* [WHAT YOU SHOULD DO]
Copy the listing from the line containing "Where is the brown" through the end of the listing, both ends included, multiplying every bounding-box coordinate in the answers by 2.1 and rounding to whole numbers, with halves rounded up. Keep all other lines and numbers as they are.

* [DATA FOR PROCESSING]
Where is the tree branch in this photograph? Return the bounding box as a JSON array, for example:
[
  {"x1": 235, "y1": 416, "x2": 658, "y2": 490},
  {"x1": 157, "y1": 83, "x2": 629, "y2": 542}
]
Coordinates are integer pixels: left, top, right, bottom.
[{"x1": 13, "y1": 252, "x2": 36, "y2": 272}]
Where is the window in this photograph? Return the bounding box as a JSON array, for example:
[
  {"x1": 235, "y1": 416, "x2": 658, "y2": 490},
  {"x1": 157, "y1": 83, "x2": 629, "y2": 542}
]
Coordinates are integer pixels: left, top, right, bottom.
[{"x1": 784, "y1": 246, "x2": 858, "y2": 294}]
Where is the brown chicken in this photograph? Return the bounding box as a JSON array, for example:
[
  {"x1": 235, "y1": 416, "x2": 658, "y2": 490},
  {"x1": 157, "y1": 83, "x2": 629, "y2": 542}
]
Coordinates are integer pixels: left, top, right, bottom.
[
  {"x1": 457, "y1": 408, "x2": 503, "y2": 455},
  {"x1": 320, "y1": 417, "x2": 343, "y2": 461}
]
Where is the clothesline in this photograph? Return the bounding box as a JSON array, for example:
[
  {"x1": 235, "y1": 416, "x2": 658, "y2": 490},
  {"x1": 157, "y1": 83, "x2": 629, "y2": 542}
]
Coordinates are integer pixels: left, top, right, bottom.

* [WRITTEN RESPONSE]
Where is the brown chicken in this photograph? Return the bounding box as a JSON array, for example:
[
  {"x1": 235, "y1": 416, "x2": 658, "y2": 490},
  {"x1": 157, "y1": 83, "x2": 629, "y2": 542}
]
Coordinates are integer pixels: left, top, right, bottom.
[
  {"x1": 960, "y1": 857, "x2": 1056, "y2": 956},
  {"x1": 672, "y1": 876, "x2": 720, "y2": 968}
]
Where is the clothesline in this photograph? Return the bounding box as a JSON array, for example:
[
  {"x1": 235, "y1": 416, "x2": 658, "y2": 490},
  {"x1": 157, "y1": 83, "x2": 629, "y2": 542}
]
Coordinates are integer pixels: left, top, right, bottom.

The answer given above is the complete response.